Short task A
Copy out the article on India's current-account deficit from "Kotak Mahindra Bank" up to and including "in a decade.", substituting "incoming shipments" for "inward shipments".
Short task B
Resume the article on India's current-account deficit, writing on from its final sentence.

Selection
————

Dec. 3 (Bloomberg) -- India’s current-account deficit narrowed to the lowest level since 2010 as gold imports cooled, offering a potential boost for the nation’s currency.

The deficit was $5.2 billion in July through September, compared with $21.8 billion for the prior quarter, the Reserve Bank of India said in a statement in Mumbai yesterday. The shortfall was equivalent to 1.2 percent of gross domestic product. The current account is the broadest measure of trade, tracking goods, services and investment income.

The government has increased taxes on gold imports in the world’s biggest user of the metal three times this year to help pare a trade imbalance that has weighed on the rupee. The currency’s 12 percent drop against the dollar in 2013 has begun to bolster exports, which climbed each month last quarter.

“A narrower deficit is a good rupee backdrop,” said Shubhada Rao, an economist at Yes Bank Ltd. in Mumbai. She said the rupee’s direction would now be guided by the Federal Reserve’s decision on when to taper U.S. monetary stimulus, a move that could affect capital flows to emerging markets.

The rupee was little changed at 62.3225 per dollar as of 11:26 a.m. in Mumbai. The S&P BSE Sensex index of shares was also little changed.

India’s Finance Minister Palaniappan Chidambaram has said he seeks a current-account deficit of less than $56 billion in the fiscal year ending March 2014. The shortfall was a record $87.8 billion in the previous 12-month period.

Capital Flows

The reduction in the shortfall last quarter was driven by a decline in the trade deficit as merchandise exports picked up and gold imports moderated, the RBI said.

The July-September deficit is the least in data going back to 2010, which are calculated using the latest applicable International Monetary Fund guidelines.

Kotak Mahindra Bank Ltd. predicts a $49.1 billion current-account gap this fiscal year. Religare Capital Markets Ltd. said the rupee will probably trade at 58 to 62 per dollar for now.

The increased taxes on inward shipments of gold are part of a wider push by Prime Minister Manmohan Singh to revive Asia’s third-largest economy. The RBI predicts GDP growth of 5 percent in the 12 months through March 31, the same pace as the last fiscal year, which was the weakest in a decade.

————

Data excerpts

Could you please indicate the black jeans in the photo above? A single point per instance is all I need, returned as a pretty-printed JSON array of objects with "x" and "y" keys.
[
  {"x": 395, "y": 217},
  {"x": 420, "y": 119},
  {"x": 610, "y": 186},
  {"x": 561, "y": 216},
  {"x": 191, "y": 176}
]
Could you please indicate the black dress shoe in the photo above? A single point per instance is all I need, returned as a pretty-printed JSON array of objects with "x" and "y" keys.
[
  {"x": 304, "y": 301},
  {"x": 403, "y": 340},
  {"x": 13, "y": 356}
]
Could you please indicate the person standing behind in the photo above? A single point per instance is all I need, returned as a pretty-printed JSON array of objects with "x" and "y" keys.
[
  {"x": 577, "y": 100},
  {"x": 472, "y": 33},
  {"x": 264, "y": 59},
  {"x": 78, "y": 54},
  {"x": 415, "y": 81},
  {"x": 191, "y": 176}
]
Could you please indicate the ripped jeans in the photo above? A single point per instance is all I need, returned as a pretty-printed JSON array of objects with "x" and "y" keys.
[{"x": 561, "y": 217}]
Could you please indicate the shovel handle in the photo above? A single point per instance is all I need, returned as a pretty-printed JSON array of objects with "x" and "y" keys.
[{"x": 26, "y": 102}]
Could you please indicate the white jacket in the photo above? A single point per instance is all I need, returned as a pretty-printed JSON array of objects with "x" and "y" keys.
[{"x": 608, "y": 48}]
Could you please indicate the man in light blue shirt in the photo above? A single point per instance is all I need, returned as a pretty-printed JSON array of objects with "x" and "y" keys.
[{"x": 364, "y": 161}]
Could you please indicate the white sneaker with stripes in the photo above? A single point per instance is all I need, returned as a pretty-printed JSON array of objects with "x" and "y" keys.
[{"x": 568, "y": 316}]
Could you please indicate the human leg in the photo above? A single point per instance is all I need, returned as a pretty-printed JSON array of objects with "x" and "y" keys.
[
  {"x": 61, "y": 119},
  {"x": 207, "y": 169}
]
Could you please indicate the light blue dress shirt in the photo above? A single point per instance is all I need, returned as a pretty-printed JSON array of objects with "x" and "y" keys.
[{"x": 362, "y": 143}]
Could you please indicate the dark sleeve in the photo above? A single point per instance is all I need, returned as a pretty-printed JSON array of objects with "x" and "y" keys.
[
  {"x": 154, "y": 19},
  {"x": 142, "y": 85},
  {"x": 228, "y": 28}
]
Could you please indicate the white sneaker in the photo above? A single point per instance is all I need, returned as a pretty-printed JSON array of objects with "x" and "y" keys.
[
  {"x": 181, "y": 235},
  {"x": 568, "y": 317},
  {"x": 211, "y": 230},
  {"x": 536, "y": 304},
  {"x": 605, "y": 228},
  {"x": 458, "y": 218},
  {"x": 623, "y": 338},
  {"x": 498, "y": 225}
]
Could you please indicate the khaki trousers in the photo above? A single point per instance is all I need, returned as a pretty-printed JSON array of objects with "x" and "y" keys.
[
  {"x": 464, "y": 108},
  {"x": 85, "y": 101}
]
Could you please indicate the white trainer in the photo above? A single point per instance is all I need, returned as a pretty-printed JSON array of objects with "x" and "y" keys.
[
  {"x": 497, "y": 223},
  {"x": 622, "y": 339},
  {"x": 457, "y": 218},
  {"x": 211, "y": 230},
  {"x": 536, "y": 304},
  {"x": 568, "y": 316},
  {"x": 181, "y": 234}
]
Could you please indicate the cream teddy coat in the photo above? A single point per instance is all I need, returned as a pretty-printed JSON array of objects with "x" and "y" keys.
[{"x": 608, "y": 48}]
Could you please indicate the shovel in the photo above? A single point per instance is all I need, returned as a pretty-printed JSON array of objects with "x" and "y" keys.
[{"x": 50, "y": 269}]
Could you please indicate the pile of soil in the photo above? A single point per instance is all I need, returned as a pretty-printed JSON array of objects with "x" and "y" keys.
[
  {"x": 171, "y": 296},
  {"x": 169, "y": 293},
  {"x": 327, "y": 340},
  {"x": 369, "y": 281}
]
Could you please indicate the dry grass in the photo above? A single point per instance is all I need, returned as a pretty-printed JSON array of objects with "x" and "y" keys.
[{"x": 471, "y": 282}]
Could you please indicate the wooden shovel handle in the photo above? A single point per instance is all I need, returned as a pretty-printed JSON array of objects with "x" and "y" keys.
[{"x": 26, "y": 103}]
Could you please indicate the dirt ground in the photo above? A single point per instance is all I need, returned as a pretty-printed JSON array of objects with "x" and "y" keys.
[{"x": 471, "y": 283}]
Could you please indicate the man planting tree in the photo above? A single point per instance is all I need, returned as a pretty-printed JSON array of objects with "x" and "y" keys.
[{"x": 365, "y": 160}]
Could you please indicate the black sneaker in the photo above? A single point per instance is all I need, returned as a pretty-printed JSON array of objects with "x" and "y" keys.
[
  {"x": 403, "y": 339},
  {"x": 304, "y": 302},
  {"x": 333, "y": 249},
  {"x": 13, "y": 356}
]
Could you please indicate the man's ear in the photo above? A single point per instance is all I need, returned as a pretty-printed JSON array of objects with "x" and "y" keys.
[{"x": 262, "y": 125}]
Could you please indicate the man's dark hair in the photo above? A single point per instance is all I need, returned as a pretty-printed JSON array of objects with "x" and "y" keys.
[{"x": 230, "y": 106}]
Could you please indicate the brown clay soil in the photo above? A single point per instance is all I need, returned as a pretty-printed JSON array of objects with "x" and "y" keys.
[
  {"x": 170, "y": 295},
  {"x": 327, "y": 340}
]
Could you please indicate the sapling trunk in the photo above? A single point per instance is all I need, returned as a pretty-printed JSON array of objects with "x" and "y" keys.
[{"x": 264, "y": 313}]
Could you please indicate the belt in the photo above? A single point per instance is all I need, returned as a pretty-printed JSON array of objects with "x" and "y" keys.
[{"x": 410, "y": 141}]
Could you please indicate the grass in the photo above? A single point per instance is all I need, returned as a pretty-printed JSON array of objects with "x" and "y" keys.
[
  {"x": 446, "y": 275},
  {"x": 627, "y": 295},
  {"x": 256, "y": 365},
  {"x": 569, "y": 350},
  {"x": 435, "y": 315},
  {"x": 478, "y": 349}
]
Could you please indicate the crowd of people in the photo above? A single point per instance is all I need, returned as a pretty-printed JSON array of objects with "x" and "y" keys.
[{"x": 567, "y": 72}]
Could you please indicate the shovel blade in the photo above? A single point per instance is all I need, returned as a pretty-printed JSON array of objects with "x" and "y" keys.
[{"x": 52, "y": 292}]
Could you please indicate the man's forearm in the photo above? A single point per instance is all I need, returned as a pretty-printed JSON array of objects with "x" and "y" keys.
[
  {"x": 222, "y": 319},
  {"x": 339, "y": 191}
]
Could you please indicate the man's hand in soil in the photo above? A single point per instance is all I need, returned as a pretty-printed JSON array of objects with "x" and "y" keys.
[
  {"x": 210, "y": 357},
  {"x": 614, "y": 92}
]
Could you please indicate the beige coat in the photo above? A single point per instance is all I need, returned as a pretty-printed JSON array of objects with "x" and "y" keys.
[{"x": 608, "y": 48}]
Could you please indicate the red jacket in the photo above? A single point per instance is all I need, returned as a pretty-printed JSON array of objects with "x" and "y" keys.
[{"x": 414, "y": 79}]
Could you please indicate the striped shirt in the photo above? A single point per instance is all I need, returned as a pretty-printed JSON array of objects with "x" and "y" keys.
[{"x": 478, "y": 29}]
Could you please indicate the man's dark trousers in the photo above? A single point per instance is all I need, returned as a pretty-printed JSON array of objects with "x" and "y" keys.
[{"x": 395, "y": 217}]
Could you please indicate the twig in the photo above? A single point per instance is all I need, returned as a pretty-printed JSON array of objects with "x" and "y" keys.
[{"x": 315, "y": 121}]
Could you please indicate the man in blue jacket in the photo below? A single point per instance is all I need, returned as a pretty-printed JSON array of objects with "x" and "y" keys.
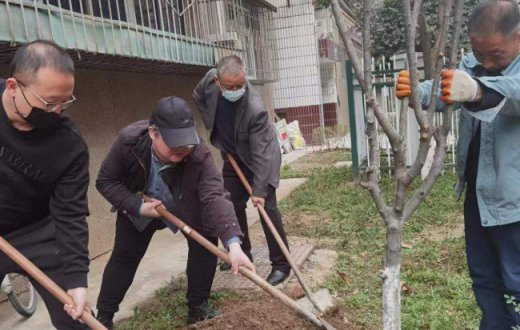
[{"x": 487, "y": 87}]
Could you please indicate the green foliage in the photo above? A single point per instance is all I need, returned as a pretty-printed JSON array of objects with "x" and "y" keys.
[
  {"x": 388, "y": 30},
  {"x": 168, "y": 309},
  {"x": 433, "y": 267},
  {"x": 332, "y": 137}
]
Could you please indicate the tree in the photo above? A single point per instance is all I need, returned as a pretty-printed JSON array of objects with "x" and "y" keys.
[
  {"x": 405, "y": 200},
  {"x": 388, "y": 28}
]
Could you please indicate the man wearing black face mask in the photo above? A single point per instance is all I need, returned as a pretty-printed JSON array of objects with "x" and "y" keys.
[
  {"x": 44, "y": 176},
  {"x": 239, "y": 124}
]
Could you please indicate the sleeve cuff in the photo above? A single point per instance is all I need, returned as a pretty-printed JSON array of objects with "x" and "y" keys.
[
  {"x": 234, "y": 239},
  {"x": 258, "y": 192},
  {"x": 75, "y": 280}
]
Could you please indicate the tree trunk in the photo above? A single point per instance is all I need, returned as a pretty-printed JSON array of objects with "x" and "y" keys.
[{"x": 391, "y": 276}]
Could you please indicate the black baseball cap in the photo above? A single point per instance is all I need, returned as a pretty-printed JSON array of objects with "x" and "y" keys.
[{"x": 173, "y": 116}]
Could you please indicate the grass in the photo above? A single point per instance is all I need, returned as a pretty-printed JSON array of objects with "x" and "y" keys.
[
  {"x": 340, "y": 214},
  {"x": 313, "y": 163},
  {"x": 433, "y": 266},
  {"x": 168, "y": 309}
]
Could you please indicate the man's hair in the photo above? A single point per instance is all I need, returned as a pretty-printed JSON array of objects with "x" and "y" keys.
[
  {"x": 493, "y": 17},
  {"x": 230, "y": 65},
  {"x": 37, "y": 55}
]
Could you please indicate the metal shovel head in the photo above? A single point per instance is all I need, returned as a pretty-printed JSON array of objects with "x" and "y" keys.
[{"x": 326, "y": 324}]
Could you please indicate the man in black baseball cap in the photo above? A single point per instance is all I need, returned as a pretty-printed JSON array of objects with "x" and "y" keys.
[
  {"x": 164, "y": 158},
  {"x": 174, "y": 119}
]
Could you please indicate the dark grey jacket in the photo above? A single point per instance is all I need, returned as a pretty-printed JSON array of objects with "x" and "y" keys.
[
  {"x": 255, "y": 137},
  {"x": 199, "y": 198}
]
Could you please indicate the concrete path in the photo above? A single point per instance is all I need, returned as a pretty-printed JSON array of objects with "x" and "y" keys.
[{"x": 165, "y": 258}]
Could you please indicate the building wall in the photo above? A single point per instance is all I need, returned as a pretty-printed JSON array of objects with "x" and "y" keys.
[
  {"x": 297, "y": 55},
  {"x": 108, "y": 101}
]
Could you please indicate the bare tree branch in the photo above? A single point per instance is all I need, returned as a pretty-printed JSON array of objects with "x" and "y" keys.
[
  {"x": 412, "y": 63},
  {"x": 347, "y": 41},
  {"x": 457, "y": 22},
  {"x": 435, "y": 171},
  {"x": 425, "y": 137},
  {"x": 426, "y": 45}
]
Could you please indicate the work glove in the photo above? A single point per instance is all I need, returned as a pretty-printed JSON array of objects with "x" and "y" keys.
[
  {"x": 402, "y": 87},
  {"x": 458, "y": 86}
]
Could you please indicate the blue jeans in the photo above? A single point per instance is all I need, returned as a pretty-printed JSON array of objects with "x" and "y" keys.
[{"x": 493, "y": 255}]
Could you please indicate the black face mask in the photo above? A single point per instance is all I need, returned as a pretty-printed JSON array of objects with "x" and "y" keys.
[{"x": 40, "y": 118}]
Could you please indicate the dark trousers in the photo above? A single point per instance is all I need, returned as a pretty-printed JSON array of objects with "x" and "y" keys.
[
  {"x": 130, "y": 247},
  {"x": 37, "y": 243},
  {"x": 494, "y": 265},
  {"x": 239, "y": 197}
]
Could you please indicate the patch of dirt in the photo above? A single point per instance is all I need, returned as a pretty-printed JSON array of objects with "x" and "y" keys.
[
  {"x": 322, "y": 159},
  {"x": 258, "y": 311},
  {"x": 318, "y": 267}
]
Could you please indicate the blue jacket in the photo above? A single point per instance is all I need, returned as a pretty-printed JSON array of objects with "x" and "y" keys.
[{"x": 498, "y": 178}]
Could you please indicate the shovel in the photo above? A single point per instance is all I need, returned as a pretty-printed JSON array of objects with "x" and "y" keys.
[
  {"x": 276, "y": 235},
  {"x": 316, "y": 321},
  {"x": 46, "y": 282}
]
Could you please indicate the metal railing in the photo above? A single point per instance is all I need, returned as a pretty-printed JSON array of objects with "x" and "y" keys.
[{"x": 192, "y": 32}]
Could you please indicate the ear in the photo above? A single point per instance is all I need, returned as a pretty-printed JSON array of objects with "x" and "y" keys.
[
  {"x": 10, "y": 86},
  {"x": 151, "y": 132}
]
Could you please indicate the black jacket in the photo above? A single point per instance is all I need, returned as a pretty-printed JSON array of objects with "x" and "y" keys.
[
  {"x": 44, "y": 177},
  {"x": 255, "y": 137},
  {"x": 199, "y": 198}
]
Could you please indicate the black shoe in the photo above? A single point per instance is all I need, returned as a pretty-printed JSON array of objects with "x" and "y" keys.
[
  {"x": 225, "y": 266},
  {"x": 106, "y": 319},
  {"x": 201, "y": 312},
  {"x": 276, "y": 277}
]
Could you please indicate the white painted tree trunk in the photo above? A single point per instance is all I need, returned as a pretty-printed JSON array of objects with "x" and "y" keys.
[
  {"x": 391, "y": 275},
  {"x": 392, "y": 297}
]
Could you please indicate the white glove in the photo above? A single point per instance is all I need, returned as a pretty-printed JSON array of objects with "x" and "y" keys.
[{"x": 458, "y": 86}]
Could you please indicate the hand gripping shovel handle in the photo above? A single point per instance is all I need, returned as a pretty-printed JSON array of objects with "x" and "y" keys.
[
  {"x": 46, "y": 282},
  {"x": 244, "y": 271},
  {"x": 276, "y": 235}
]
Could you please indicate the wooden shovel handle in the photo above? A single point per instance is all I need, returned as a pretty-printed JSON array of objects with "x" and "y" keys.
[
  {"x": 46, "y": 282},
  {"x": 243, "y": 270}
]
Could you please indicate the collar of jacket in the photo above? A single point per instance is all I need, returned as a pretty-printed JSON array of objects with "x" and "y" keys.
[{"x": 513, "y": 67}]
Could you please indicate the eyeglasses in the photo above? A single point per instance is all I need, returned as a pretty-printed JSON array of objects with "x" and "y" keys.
[{"x": 51, "y": 107}]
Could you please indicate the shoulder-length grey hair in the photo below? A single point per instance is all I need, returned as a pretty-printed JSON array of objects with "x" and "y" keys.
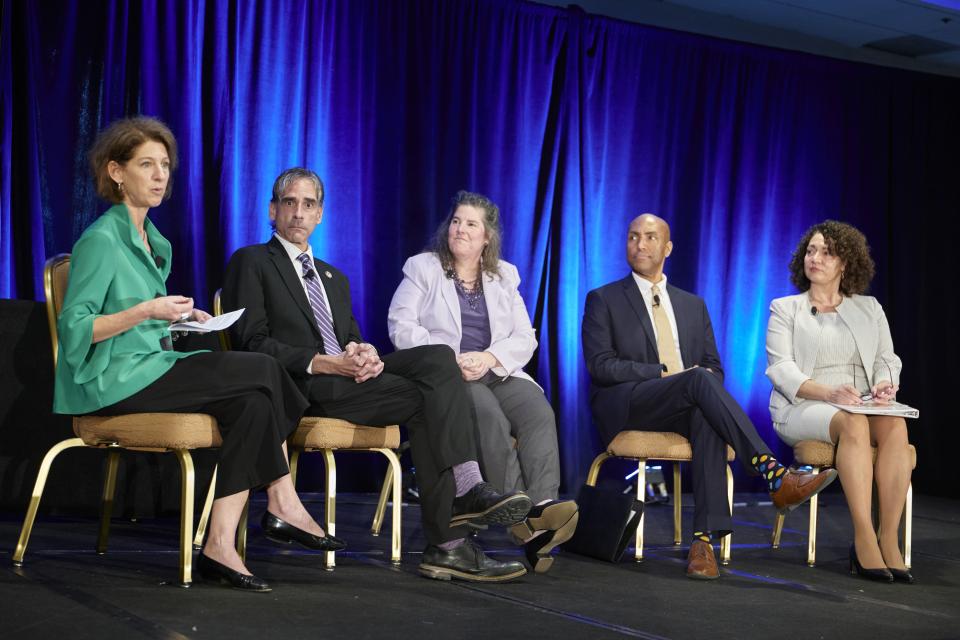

————

Exercise result A
Kotak Mahindra Bank Ltd. predicts a $49.1 billion current-account gap this fiscal year. Religare Capital Markets Ltd. said the rupee will probably trade at 58 to 62 per dollar for now.

The increased taxes on incoming shipments of gold are part of a wider push by Prime Minister Manmohan Singh to revive Asia’s third-largest economy. The RBI predicts GDP growth of 5 percent in the 12 months through March 31, the same pace as the last fiscal year, which was the weakest in a decade.

Exercise result B
RBI Governor Raghuram Rajan offered concessional dollar-swaps for lenders to spur inflows and support the rupee after taking over at the central bank in September.

The swaps window, now shut, has garnered $34 billion, the central bank said yesterday. That’s helped the rupee appreciate about 10 percent since slumping to a record low in August.

Interest Rates

The currency “is not out of the woods, although the current-account deficit seems more manageable,” Taimur Baig, an economist at Deutsche Bank AG, said in a Nov. 22 statement.

The government should continue to try and reduce India’s vulnerability to swings in capital flows before the Fed tapers monetary stimulus, HSBC Holdings Plc said in a report.

Rajan has raised India’s benchmark interest rate by 50 basis points to 7.75 percent to fight consumer-price inflation exceeding 10 percent, the second-highest in a basket of 17 Asia-Pacific economies tracked by Bloomberg.

Goldman Sachs Group Inc. predicts he will raise the repurchase rate to 8.5 percent in 2014. Goldman in November raised its 2014 rupee prediction to 65 from 70.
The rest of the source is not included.